やまねこ通信369号:防火訓練と町内会、「だまされていた」人々、伊丹万作「戦争責任者の問題」

@@@やまねこ通信369号@@@
防火訓練と町内会、「だまされていた」人々、伊丹万作「戦争責任者の問題」

目下、石川県の片山津温泉のリゾートホテルに滞在中である。
温泉に逗留する習慣はほとんどないやまねこだが。
12歳当時、富山大空襲に遭遇し、その体験を小説に描いた
「恭子さん」に同行し、子ども時代の話を聴いている。

やまねこより一回り年長。教員を退職後、好奇心に任せて外
国や国内の旅行に精を出した恭子さん。夫の死後は友人を誘
ったりひとりで出かけたりする傍ら、小説を書いている。

戦争中に子ども時代を過ごした。空襲の訓練を町内会が指示
した。回覧板で連絡が来る。17年に父上が死亡。兄がふた
り出征した恭子さんの家族。母上は57歳だった。

▸ 短い問題 1: やまねこ通信の抜粋によると、恭子さんは12歳のときに何に遭遇したか。
▸ 短い問題 2: やまねこ通信の抜粋に出てくる恭子さんの家族を、すべて挙げよ。
▸ 短い問題 3: やまねこ通信の抜粋を、最後の文の後から書き継げ。

▸ データ抜粋:

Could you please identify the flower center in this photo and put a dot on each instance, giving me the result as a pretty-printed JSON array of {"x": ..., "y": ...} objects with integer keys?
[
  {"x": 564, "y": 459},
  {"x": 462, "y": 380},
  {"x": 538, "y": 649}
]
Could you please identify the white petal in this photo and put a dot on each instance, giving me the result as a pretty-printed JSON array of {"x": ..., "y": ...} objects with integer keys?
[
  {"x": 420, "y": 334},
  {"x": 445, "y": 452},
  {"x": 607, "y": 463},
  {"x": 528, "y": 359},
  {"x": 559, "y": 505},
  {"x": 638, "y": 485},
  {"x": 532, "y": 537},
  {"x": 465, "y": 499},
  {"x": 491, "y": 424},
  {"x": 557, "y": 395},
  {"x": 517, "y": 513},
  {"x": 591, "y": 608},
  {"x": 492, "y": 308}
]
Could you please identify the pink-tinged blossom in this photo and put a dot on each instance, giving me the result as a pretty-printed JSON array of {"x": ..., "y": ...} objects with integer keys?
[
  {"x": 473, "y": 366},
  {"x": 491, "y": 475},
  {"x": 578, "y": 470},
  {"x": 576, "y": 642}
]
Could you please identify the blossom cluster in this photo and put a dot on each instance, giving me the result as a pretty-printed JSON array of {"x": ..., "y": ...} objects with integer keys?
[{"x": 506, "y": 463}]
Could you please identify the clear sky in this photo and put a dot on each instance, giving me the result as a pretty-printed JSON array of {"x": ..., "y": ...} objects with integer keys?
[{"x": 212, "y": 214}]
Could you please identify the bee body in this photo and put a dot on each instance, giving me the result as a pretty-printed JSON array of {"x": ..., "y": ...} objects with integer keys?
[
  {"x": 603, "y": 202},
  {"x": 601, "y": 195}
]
--
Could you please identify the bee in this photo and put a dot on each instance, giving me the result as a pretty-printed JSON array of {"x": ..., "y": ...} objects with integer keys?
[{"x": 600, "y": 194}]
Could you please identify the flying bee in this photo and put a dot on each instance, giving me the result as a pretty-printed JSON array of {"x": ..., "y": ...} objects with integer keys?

▸ 演習の解答 1: 富山大空襲に遭遇した。

▸ 演習の解答 2: 夫、父上、兄ふたり、母上

▸ 演習の解答 3:
空襲の訓練に出るのは19歳の姉さんの役割だった。大阪の
造兵廠でタイピストをしていたが危険になったので富山に戻
りパルプ工場に勤務した。男性が兵隊に取られる中、女たち
は勤労が義務。家で「花嫁修業」などは許されない時代だった。

3つ年上の姉さんは女学校から勤労動員。女学校1年生の恭
子さんも、週一日製薬会社廣貫堂の袋貼りをした。

19歳の姉さんは町内会の指示に従がって防空演習に出る。
ある時、体調がすぐれず休んだ。すると町内会から催促が来た。
訓練に出ることは言うまでもなく、国民の義務だった。

防空壕にはいる訓練は小学生から受けた。運動場の周囲に防
空壕が幾つも造ってあった。穴を堀り木材の柱を組んで上に土
をかぶせる。中で立ち上がることもできた。
授業中にサイレンが鳴ると、そこに駆け込むことになっていた。

どんな訓練だったのだろう。火たたきを一家に一個設置するこ
とが義務だった。2mくらいの縄で作る。それを水に浸して火
を消し止める。それにバケツリレーだった。こんなもので爆弾
に対抗せよというのだ。まことにバカバカしい話で聴くうちに
腹が立ってくる。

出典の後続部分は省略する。